## Task to carry out:
All entries are to be transcribed exactly. Pictures are not part of the copy.

## Working data:
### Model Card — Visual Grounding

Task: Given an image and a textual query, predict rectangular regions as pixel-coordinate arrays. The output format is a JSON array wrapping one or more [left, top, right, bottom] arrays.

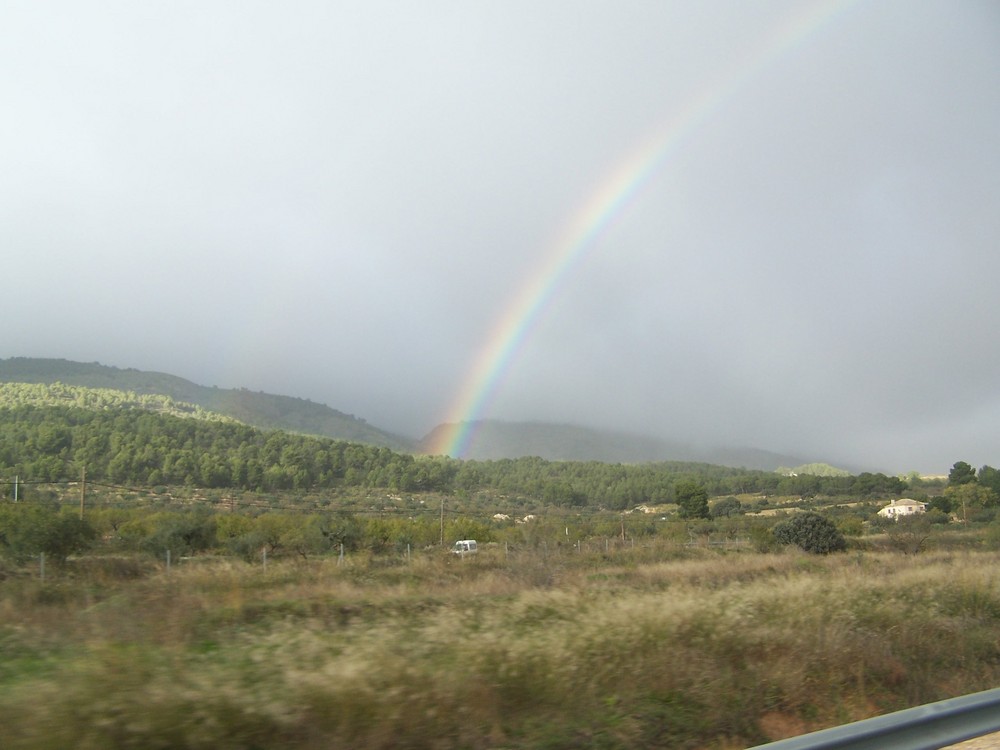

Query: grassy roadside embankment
[[2, 547, 999, 749]]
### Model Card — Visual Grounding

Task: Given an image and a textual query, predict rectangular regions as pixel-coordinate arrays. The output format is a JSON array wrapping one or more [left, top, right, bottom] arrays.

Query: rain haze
[[2, 1, 998, 475]]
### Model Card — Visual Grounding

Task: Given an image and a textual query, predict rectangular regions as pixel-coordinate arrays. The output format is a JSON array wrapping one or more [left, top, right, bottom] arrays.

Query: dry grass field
[[2, 544, 999, 749]]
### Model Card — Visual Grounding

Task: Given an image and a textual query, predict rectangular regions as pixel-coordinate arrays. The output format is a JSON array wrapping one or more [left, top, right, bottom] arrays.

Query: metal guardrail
[[748, 688, 1000, 750]]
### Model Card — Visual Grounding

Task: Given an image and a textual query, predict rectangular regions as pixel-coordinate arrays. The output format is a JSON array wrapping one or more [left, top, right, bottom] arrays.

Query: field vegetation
[[2, 497, 1000, 748]]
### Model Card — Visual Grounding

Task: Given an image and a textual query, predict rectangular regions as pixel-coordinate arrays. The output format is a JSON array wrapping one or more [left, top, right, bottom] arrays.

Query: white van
[[452, 540, 477, 555]]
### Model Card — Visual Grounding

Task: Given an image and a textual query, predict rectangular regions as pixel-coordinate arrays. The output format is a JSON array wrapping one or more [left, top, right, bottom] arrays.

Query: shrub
[[711, 496, 743, 518], [926, 496, 952, 514], [0, 504, 97, 565], [836, 516, 864, 537], [773, 512, 847, 554], [886, 516, 932, 555], [748, 523, 780, 553], [924, 509, 950, 525], [985, 522, 1000, 550], [137, 512, 218, 557], [969, 508, 997, 524]]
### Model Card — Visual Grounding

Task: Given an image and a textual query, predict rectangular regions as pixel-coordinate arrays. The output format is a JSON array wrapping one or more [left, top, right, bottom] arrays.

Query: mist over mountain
[[420, 420, 824, 472], [0, 357, 851, 472]]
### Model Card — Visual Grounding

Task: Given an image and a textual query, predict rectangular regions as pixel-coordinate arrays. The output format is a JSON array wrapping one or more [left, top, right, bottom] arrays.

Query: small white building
[[877, 498, 927, 520]]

## Answer for this exercise:
### Model Card — Visual Grounding

Task: Given an image and a textual query, predict rectangular regions as pixel-coordinate arrays. The output format is a JSON array wrapping one or more [left, top, right, bottom] arrays.


Query: grassy roadside embankment
[[2, 547, 999, 749]]
### Model Card — Visual Grounding

Task: Given an image and a textual query, predict rectangular regions as pixel-coordinate arrays. The output format is a JSON array wrapping one or more [left, top, right, bottom] arrays.

Query: rain haze
[[2, 1, 998, 475]]
### Model Card — Visual Grounding

Task: Given an image and a textual query, predict rectangular regions as pixel-coordinate arrays. The output format is a JSON array wrapping one or more [left, top, right, bottom] arrays.

Query: dry grass field
[[2, 544, 999, 749]]
### Model Card — Visual Grounding

Task: Given an image and a textual query, predict rectangular regions as pixel-coordinate arrays. The output format is a JSON array wrapping one or more [left, top, right, bottom] arrays.

Query: metal guardrail
[[748, 688, 1000, 750]]
### Model Card — Visual Grounding

Task: Given an image and a textual query, predict rectangular regions as pixel-coordinate arrays. The output format is a JSON array wrapping one or more [left, top, right, bottom] arrays.

Query: field vegetation
[[2, 497, 1000, 748]]
### Model Card — Visual Grounding

Task: Given an image and a textual query, predict rectangular regions as pixel-coordinate arrays. The output format is a JSON array wrapping one or more [left, top, right, bottom] arrays.

Query: white van
[[452, 540, 477, 555]]
### Model Card — Visual Grounding

Task: Given an image and a textual query, predict rectangular regions as pixel-coordinate arrays. The output format is a JSON array wrapping one or more [left, top, right, bottom] arrays.

Query: shrub
[[711, 496, 743, 518], [926, 496, 952, 514], [0, 504, 97, 565], [836, 516, 864, 537], [773, 512, 847, 554], [886, 516, 932, 555], [748, 523, 780, 553], [924, 509, 950, 525], [985, 522, 1000, 550], [137, 512, 218, 557], [969, 508, 997, 524]]
### Model Card — Visual Grounding

Task: Given an image and a textual query, predict rectangular regions as pixel-coordinate arrays. The output format is a JSON array wrapping one or more [left, top, right, bottom] arrays.

Query: mist over mountain
[[420, 420, 824, 472], [0, 357, 851, 472]]
### Model Card — Visual Grounding

Task: Given an image and a textual query, predict rectangular regions as pixel-coordinate arrays. The output format is a JSON array wrapping one or more [left, top, right, bottom] arrays.

Query: small white building
[[877, 498, 927, 520]]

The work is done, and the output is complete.